◆ Exercise aim:
Copy out the material below in full, swapping "Indicate" for "Mark" wherever it occurs and leaving everything else unchanged. Omit the pictures from your answer.

— Start Records for the exercise —

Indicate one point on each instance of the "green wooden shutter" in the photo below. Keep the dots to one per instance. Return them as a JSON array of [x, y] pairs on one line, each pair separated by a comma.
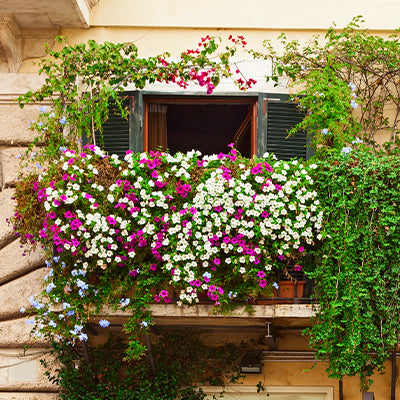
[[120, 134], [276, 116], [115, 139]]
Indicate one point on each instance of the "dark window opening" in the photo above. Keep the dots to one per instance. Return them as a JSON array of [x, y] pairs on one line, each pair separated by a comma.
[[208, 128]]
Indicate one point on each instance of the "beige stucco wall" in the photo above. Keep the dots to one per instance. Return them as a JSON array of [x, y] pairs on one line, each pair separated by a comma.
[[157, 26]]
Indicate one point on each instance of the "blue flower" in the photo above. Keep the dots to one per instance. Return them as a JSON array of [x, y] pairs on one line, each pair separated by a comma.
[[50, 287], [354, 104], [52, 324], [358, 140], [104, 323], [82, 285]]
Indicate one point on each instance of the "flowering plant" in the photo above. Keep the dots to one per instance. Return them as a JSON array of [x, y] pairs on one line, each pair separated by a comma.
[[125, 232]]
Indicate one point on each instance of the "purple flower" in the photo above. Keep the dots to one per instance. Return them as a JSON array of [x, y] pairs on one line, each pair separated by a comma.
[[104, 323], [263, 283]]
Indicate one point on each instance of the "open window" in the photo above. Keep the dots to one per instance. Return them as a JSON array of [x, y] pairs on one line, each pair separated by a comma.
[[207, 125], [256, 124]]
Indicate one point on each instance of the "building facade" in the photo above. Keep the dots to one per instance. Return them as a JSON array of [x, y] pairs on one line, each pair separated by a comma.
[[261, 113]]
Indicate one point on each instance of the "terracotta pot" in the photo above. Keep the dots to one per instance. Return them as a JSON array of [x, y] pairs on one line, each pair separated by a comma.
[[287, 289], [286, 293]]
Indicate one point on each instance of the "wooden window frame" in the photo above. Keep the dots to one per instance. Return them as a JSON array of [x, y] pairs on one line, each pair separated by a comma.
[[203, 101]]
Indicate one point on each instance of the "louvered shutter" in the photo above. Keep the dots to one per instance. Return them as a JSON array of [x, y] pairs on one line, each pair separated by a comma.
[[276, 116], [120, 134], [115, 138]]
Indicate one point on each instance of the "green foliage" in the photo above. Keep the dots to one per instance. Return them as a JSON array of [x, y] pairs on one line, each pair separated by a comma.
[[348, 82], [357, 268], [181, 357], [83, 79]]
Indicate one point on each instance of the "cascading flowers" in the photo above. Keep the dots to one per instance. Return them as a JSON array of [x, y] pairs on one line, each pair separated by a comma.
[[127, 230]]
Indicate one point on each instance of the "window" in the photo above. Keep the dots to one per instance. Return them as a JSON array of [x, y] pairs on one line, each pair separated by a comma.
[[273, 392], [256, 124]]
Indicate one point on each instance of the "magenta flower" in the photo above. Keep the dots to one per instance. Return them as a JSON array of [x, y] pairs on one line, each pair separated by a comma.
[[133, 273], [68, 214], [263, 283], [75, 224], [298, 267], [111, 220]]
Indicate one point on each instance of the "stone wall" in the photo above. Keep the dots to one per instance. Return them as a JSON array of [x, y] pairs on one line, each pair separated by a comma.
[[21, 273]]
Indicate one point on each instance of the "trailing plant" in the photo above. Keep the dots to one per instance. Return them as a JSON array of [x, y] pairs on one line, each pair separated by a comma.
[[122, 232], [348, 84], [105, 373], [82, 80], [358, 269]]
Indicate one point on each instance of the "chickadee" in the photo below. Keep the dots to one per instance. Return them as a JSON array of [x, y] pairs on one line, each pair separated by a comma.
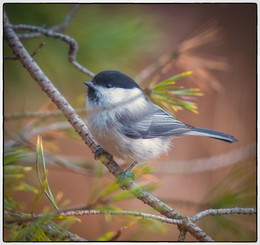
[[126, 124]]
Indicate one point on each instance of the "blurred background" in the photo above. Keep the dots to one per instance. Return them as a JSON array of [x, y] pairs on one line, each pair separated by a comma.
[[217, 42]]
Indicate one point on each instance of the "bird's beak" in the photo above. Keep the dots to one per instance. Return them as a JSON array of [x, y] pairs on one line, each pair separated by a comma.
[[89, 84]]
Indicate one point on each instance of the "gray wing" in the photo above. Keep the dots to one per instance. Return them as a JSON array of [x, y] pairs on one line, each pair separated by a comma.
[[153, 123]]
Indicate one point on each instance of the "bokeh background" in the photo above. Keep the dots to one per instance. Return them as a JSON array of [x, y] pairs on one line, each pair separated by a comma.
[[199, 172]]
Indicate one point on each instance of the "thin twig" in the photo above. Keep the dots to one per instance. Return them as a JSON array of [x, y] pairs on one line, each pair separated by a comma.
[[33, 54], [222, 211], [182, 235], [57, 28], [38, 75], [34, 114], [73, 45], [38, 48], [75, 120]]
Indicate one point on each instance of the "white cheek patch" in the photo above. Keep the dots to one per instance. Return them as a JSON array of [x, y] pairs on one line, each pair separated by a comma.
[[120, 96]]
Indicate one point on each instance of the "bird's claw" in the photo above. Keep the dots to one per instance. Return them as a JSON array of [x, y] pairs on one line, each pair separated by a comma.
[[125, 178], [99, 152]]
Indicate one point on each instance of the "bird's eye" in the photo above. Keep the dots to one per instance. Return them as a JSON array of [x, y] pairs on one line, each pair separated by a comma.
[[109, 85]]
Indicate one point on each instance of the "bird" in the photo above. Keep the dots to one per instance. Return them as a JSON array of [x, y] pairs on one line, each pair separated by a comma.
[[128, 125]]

— End Records for the exercise —

◆ Answer to the problem:
Mark one point on each instance of the "green wooden shutter" in the photo below. Keep the dots to one per instance. Return them as a JSON array of [x, y] pairs on one line, each pair separated by a comma.
[[120, 134], [276, 116], [115, 139]]
Mark one point on each instance of the "dark window opening" in the photo above. Keep the dots to one per instance. Return them as a JSON array of [x, y] pairs on one line, each pair separated by a comma.
[[208, 128]]
Mark one point on each instance of the "beige stucco wall" in the photo above. Keep the dots to one per instance. Return them as a JSON array of [x, y] pairs on one line, each pair separated by a comma.
[[157, 26]]
Mark one point on each instance of the "blue flower" in the photo above. Keep the dots to one per instance. Return them as a JSON array of [x, y] pairs on one line, each pair separated by a comma.
[[50, 287], [354, 104], [52, 324], [358, 140], [104, 323], [82, 285]]
Mark one point on each instance of the "flowering plant" in the photo above. Keep the dots to one per instance. Return them as a JSON array of [x, y] pairs on one line, each pair separated by a comma.
[[125, 232]]
Mark one point on each instance of the "purple flower" in the photo above. Keep the dots to one per instance. Return them as a JSON array of [x, y] pairs on one line, each pair separated by a comma.
[[104, 323], [263, 283]]
Mark one point on each instance of the "open window" in the photo above. Keep the dots to one per instance. Return them as a JSON array of [x, y] pairs on one line, each pair separated by a comma.
[[207, 125], [256, 124]]
Mark one point on each instance of the "building facade" in the photo above. Keep the dots to one per instance. Return them as a JSON array of [x, y] pairs on one line, each pair separated by a comma.
[[261, 113]]
Mark one point on each instance of the "terracotta pot" in the photo above. Keep the dots to one per instance. Return them as a JSON array of [x, y] pairs on one line, each pair separated by a comma.
[[287, 289], [286, 293]]
Mark one point on each instance of the "wooden window frame" in the photo above. Keep the dots to one per instance. Return them as a JSON array of [x, y] pairs on one line, each pair separated by a comma.
[[203, 101]]
Mark one point on each instance of the "louvered shutter" in the photo above. Keep the dots to one per instance. Return them as a JSON array of [x, y] pairs on one line, each pair separated by a comma.
[[276, 116], [120, 134], [115, 138]]
Mark one point on each instance of the "green foliage" in the photo above. Keep the dots to one per instance. Return them as a JSON array of [x, y] pairs on one line, each pair separated by a comma.
[[348, 82], [357, 268], [181, 357], [83, 79]]
Mark one point on each instance of the "cascading flowers" in the photo above. Keep the dots to one per instance. Return them as a JSON array of [x, y] pairs on one line, each pair separated by a comma.
[[127, 230]]
Mark one point on each instance of the "window" in the photo above. Keep the dots to one per instance. Return them as a JSON array of [x, y] pairs on one line, each pair separated by a comma.
[[273, 392], [256, 124]]
Mark one point on each instance of the "magenta flower" in the photo above. Keep the dots to one per instance. Return them as a JSON array of [x, y] pairs on one line, each pair separated by a comma.
[[133, 273], [68, 214], [263, 283], [75, 224], [298, 267], [111, 220]]
Mark one point on each instance of the "stone wall" in the photo above. Keep the dots to one per instance. Return them as a JSON array of [x, y] pairs on one line, each pair separated by a comma.
[[21, 273]]
Mark one point on each instance of the "trailing plant" in the photo above. Keep the dots to one per instance. Return them as a JSON array of [x, y] pairs on one line, each pair separated by a comma.
[[122, 232], [348, 84], [105, 373], [82, 80], [358, 269]]
Mark one point on each instance of the "chickadee" in the photo below. Keep the dots to one per instance. Return them as a JSON array of [x, y] pairs on one line, each pair separated by a comma.
[[126, 124]]
Mark one point on each instance of the "blurred background" in the photo above. Keep the dots to one per instance. Return them as a JSON array of [x, y] pairs on one line, each pair separated by a comma.
[[217, 42]]
Mark one point on each instance of the "bird's beak" in the photo above. Keep the dots to one per instance. Return them as a JSON array of [x, y] pairs on one line, each pair separated by a comma.
[[89, 84]]
Mark one point on each instance of the "gray wing" in the photo above. Keep the dots to one per instance. Return them as a JSON array of [x, y] pairs on one line, each pair separated by a comma.
[[153, 123]]
Mark one point on each instance of the "bokeh background" in the photo above. Keep the dots to one per instance. Return them as a JSON array of [x, y] pairs on one line, each pair separated by a comma.
[[199, 172]]
Mark one point on each instance of the "thin twig" in the photo above. Keep the dots to one per instance. Return them as a JSON array of [x, y] pairs on one line, each pair separated by a comma.
[[33, 54], [222, 211], [182, 235], [57, 28], [38, 75], [34, 114], [73, 45], [38, 48], [75, 120]]
Mark one point on each instance of the "white cheek patch" in the photo above. Keep the dots to one per instance. Return them as a JSON array of [x, y] pairs on one line, each pair separated by a comma.
[[120, 96]]
Mark one point on each instance of the "bird's claw" in the photo above. Keep the dots to one per instance. Return them as a JSON array of [x, y] pairs on one line, each pair separated by a comma.
[[125, 178], [99, 152]]
Mark one point on each instance of the "bird's eye" in the photo above. Keep the dots to one per instance. Return them as a JSON array of [x, y] pairs on one line, each pair separated by a comma.
[[109, 85]]
Mark one point on each instance of the "bird" in the photo above. Keep the dots to one per instance. Return them as a JSON array of [x, y] pairs on one line, each pair separated by a comma.
[[128, 125]]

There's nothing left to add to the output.